◆ TRECHO
:::::

Elton Rodrigues
Há quem diga que o período das
experimentações em torno do fenômeno espírita é algo ultrapassado.
Afirmam que o século XIX foi
farto em trabalhos desta espécie, gerando uma grande quantidade de artigos, e
que qualquer interessado no assunto pode se debruçar e avaliar as metodologias
e conclusões dos grandes cientistas da época. Por esta razão, dizem que hoje
encontramo-nos em um novo estágio, uma nova etapa de estudo e aplicação da
doutrina espírita: a evangelização dos homens.
E é exatamente esta visão, esta interpretação
que é executada rotineiramente, por um número expressivo de casas espíritas.
Consequentemente, encontramos copiosa
variedade de embaraçosas práticas dentro das casas e associações espiritistas.
Por outro lado, encontramo-nos
sim em uma época especial, realmente achamo-nos em um ponto onde, por
necessidade e oportunidade, os espíritos nos dizem: espíritas, lutem,
investiguem, indaguem, rebusquem e retornem ao verdadeiro espiritismo!

:::::

Exemplos de rotulagem de pontos
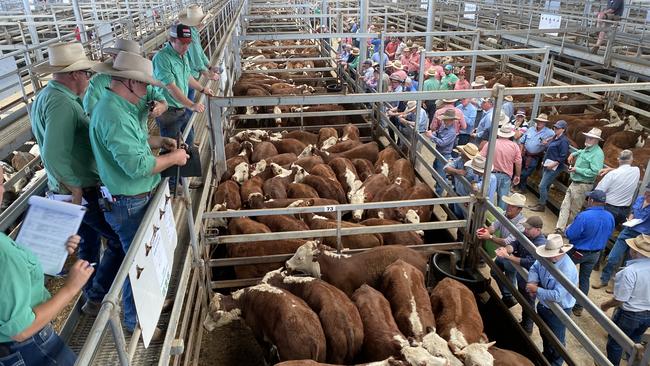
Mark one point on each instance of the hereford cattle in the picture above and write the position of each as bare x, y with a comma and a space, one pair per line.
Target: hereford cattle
316, 222
364, 168
457, 317
385, 160
396, 237
402, 173
382, 337
368, 191
338, 316
274, 316
349, 272
404, 288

:::::

◆ A FAZER
**A.** Liste todos os verbos no imperativo que, segundo o texto sobre o espiritismo, os espíritos dirigem aos espíritas.
**B.** Retome o texto sobre o espiritismo logo após a última frase apresentada e dê continuidade a ele.

◆ EM RESPOSTA
**A.** lutem, investiguem, indaguem, rebusquem, retornem

**B.**
Quando, por exemplo, determinada
casa ou associação espírita possui um médium, dito principal, e este é colocado
como guru infalível; quando práticas são executadas dentro destes locais e
ninguém sabe o motivo; quando a Codificação é considerada como um conjunto de
livros sagrados e questioná-las é uma atitude classificada negativamente, como
uma postura antidoutrinária; quando prece, passe, água e iluminação são tratadas
como rituais; quando teorias e práticas externas à Doutrina são trazidas e
enxertadas às bases doutrinárias sem uma análise profunda e, além disso, quando
há um temor velado pela comunicação dos espíritos, o que é que estamos
realizando senão ações criminosas para com a Doutrina dos Espíritos?
Infelizmente, essas práticas são
uma consequência direta da interpretação supracitada, na qual, o espírita que é
orientado por esta perspectiva acaba por caminhar como religiosos fundamentalistas,
sem questionar nada e ninguém, seguindo um determinado roteiro para que consiga
“ser evangelizado”, saindo da atual encarnação com mais amor no coração, mais
purificado. Claramente, isto é resultado da falta de estudo e de uma verdadeira
compreensão do que seja realmente doutrina espírita.
Não obstante a doutrina espírita
ter sido codificada há pouquíssimo tempo e, por consequência o estudo profundo em
torno do espírito e de sua relação com a matéria também ser algo recente, afirmamos
com segurança que a ideia de uma doutrina espírita sem experimentação, sem análise
crítica da fenomenologia no sentido kantiano, e até mesmo uma avaliação crítica
dos textos evangélicos é estagnar perante os nossos atavismos religiosos.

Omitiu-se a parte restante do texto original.